- **Task instructions**
Rename every "Target" in the rows below to "Object", and leave all other text as it is.

Rows from a data collection:
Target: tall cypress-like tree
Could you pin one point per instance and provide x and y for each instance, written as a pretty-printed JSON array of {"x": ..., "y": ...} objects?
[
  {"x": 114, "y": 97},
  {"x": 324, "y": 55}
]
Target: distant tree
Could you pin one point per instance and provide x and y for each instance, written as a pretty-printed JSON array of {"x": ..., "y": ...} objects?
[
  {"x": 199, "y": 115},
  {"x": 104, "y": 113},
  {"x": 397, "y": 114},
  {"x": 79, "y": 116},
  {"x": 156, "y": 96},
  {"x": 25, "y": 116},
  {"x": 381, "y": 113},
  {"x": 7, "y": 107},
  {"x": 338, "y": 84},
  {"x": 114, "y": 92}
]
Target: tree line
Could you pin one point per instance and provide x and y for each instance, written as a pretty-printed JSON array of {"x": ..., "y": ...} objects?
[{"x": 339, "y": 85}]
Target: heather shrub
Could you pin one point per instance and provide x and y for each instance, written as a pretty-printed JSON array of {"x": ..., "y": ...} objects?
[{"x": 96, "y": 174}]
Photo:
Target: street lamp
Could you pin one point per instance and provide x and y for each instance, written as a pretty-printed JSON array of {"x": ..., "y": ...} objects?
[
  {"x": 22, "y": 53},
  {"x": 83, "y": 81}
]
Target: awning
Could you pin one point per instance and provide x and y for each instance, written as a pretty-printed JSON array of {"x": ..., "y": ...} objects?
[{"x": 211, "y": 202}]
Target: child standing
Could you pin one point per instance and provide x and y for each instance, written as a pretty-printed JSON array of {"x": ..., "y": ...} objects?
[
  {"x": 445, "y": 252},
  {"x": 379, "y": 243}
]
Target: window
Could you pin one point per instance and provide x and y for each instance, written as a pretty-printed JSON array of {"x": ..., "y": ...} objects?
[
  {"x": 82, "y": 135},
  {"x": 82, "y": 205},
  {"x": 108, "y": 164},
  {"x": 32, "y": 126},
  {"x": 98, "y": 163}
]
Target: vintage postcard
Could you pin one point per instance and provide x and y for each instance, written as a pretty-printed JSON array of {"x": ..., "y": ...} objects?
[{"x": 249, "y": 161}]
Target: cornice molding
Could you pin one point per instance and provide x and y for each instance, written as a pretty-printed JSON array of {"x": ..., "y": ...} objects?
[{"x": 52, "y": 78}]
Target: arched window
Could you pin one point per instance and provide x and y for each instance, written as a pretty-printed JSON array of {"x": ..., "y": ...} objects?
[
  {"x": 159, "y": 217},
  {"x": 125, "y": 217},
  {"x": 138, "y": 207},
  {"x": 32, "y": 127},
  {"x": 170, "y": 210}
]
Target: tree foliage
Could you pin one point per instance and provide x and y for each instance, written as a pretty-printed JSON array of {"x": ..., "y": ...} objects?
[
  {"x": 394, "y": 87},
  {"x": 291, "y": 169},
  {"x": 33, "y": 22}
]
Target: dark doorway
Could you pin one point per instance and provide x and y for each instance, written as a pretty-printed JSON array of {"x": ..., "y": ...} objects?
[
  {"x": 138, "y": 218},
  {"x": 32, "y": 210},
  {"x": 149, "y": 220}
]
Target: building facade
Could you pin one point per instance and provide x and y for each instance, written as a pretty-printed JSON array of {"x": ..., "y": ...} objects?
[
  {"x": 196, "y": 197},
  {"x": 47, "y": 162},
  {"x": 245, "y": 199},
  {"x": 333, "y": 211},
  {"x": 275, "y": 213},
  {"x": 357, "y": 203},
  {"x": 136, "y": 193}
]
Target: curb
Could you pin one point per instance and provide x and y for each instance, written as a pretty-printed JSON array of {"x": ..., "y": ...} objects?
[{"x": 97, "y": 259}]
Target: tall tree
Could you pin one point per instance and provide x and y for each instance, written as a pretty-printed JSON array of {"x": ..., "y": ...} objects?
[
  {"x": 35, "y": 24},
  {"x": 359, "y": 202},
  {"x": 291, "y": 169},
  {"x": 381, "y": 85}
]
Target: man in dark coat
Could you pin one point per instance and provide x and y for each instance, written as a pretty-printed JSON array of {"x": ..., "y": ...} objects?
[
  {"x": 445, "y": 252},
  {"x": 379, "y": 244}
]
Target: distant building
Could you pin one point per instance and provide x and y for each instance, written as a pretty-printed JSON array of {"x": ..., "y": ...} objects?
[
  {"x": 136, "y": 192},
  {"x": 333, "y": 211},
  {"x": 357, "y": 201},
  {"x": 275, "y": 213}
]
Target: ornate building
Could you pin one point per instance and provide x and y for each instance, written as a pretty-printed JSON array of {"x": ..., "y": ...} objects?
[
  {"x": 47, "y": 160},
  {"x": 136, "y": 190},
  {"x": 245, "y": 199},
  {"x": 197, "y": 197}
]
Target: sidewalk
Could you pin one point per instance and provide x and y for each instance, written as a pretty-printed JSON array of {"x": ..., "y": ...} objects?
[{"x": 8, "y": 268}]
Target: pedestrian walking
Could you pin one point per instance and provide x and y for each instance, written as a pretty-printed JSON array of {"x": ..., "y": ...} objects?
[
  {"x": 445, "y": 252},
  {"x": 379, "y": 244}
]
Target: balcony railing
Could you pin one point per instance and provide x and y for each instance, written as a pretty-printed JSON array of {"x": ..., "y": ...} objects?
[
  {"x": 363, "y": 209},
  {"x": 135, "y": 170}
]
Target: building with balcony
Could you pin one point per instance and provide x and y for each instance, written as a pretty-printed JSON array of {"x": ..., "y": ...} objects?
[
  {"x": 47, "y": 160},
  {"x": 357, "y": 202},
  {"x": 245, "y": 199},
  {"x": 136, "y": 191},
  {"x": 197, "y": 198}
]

- **Output below**
Object: tall cypress-like tree
Could you pin one point per instance and provide x and y for each instance, written as a pretty-printed JSON array of {"x": ..., "y": ...} objects?
[
  {"x": 114, "y": 97},
  {"x": 324, "y": 55}
]
Object: distant tree
Could you pin one point per instance and provide x and y for each instance, written as a pretty-printed JSON array of {"x": ..., "y": ...} objects?
[
  {"x": 199, "y": 115},
  {"x": 104, "y": 113},
  {"x": 397, "y": 114},
  {"x": 79, "y": 116},
  {"x": 156, "y": 96},
  {"x": 25, "y": 116},
  {"x": 381, "y": 113},
  {"x": 7, "y": 107},
  {"x": 338, "y": 84},
  {"x": 114, "y": 92}
]
Object: tree line
Could you pin one point per instance and provide x and y for each instance, written as a pretty-printed JSON array of {"x": ..., "y": ...} objects?
[{"x": 339, "y": 85}]
Object: heather shrub
Could you pin one point per instance and provide x and y for each instance, written as a pretty-printed JSON array of {"x": ..., "y": ...} objects?
[{"x": 96, "y": 174}]
Photo:
Object: street lamp
Could you pin one point per instance and provide x and y for each instance, written as a pretty-printed JSON array of {"x": ..., "y": ...} objects?
[
  {"x": 22, "y": 53},
  {"x": 83, "y": 81}
]
Object: awning
Could you pin one point per instance and provide x and y for each instance, written as a pretty-printed JSON array of {"x": ..., "y": ...} objects?
[{"x": 211, "y": 202}]
Object: child standing
Could you pin one point per instance and provide x and y for each instance, written as a pretty-printed JSON array of {"x": ..., "y": ...} objects?
[
  {"x": 445, "y": 252},
  {"x": 379, "y": 243}
]
Object: window
Could you pin one point per instance and provide x and y for each instance, written as a pretty-printed JSON array of {"x": ..., "y": ...} objects?
[
  {"x": 82, "y": 135},
  {"x": 82, "y": 205},
  {"x": 108, "y": 164},
  {"x": 32, "y": 126},
  {"x": 98, "y": 163}
]
Object: vintage postcard
Could you pin one point per instance and provide x and y for each instance, written as a pretty-printed JSON array of {"x": ..., "y": ...} objects?
[{"x": 249, "y": 161}]
Object: cornice molding
Could you pin one point per instance and provide x and y for each instance, written as a pretty-printed JSON array of {"x": ..., "y": ...} objects?
[{"x": 52, "y": 78}]
Object: arched window
Could you pin one point per instance and provide x and y for each instance, written as a pretty-printed JSON array of {"x": ..., "y": ...} objects?
[
  {"x": 159, "y": 217},
  {"x": 125, "y": 217},
  {"x": 138, "y": 207},
  {"x": 32, "y": 127},
  {"x": 170, "y": 210}
]
Object: tree foliage
Could you pin one point per instance and provide x and y for each instance, written as a pretty-printed JSON array of {"x": ..., "y": ...} objects?
[
  {"x": 394, "y": 87},
  {"x": 291, "y": 169},
  {"x": 33, "y": 22}
]
Object: dark doorway
Could you pin one point per instance and provide x and y for each instance, written as a pretty-printed JSON array of {"x": ..., "y": ...} objects?
[
  {"x": 138, "y": 218},
  {"x": 32, "y": 210},
  {"x": 149, "y": 220}
]
Object: building facade
Could you pin one point per instance and provide x and y for each instance, written as a pretty-printed JSON array of {"x": ..., "y": ...} objects?
[
  {"x": 196, "y": 197},
  {"x": 47, "y": 162},
  {"x": 245, "y": 199},
  {"x": 333, "y": 211},
  {"x": 275, "y": 213},
  {"x": 357, "y": 203},
  {"x": 136, "y": 193}
]
Object: curb
Could you pin one point per instance and provide x and y for each instance, written as a pretty-printed JSON array of {"x": ..., "y": ...} objects?
[{"x": 97, "y": 259}]
Object: tall tree
Could you pin one point per instance and provide x and y for each instance, written as a pretty-printed JSON array of {"x": ..., "y": ...} objects?
[
  {"x": 35, "y": 24},
  {"x": 359, "y": 202},
  {"x": 291, "y": 169},
  {"x": 381, "y": 85}
]
Object: man in dark coat
Could you pin one point per instance and provide x and y for each instance, written as a pretty-printed JSON array of {"x": ..., "y": ...} objects?
[
  {"x": 445, "y": 252},
  {"x": 379, "y": 244}
]
Object: distant building
Could you pin one point per instance and provide x and y for each instance, written as a pretty-printed JSON array of {"x": ..., "y": ...} objects?
[
  {"x": 136, "y": 192},
  {"x": 333, "y": 211},
  {"x": 357, "y": 201},
  {"x": 275, "y": 213}
]
Object: ornate building
Could you pin one point per instance and provide x and y for each instance, written as a pretty-printed JSON array of {"x": ..., "y": ...} objects?
[
  {"x": 47, "y": 160},
  {"x": 136, "y": 190},
  {"x": 245, "y": 199},
  {"x": 197, "y": 197}
]
Object: sidewalk
Could you pin one point per instance and provide x and y for each instance, written as a pretty-printed JSON array of {"x": ..., "y": ...} objects?
[{"x": 8, "y": 268}]
Object: pedestrian walking
Could you pin one point per instance and provide x and y for each instance, written as a pretty-printed JSON array of {"x": ..., "y": ...} objects?
[
  {"x": 445, "y": 252},
  {"x": 379, "y": 244}
]
Object: balcony railing
Could you pin one point per instance and provide x and y for each instance, written as a pretty-printed JSON array of {"x": ..., "y": ...} objects?
[
  {"x": 363, "y": 209},
  {"x": 135, "y": 170}
]
Object: building with balcony
Could you pin one point per instance and provide x and y for each instance, written as a pretty-printed JSON array of {"x": ..., "y": ...} objects?
[
  {"x": 47, "y": 160},
  {"x": 357, "y": 202},
  {"x": 245, "y": 199},
  {"x": 136, "y": 191},
  {"x": 197, "y": 198}
]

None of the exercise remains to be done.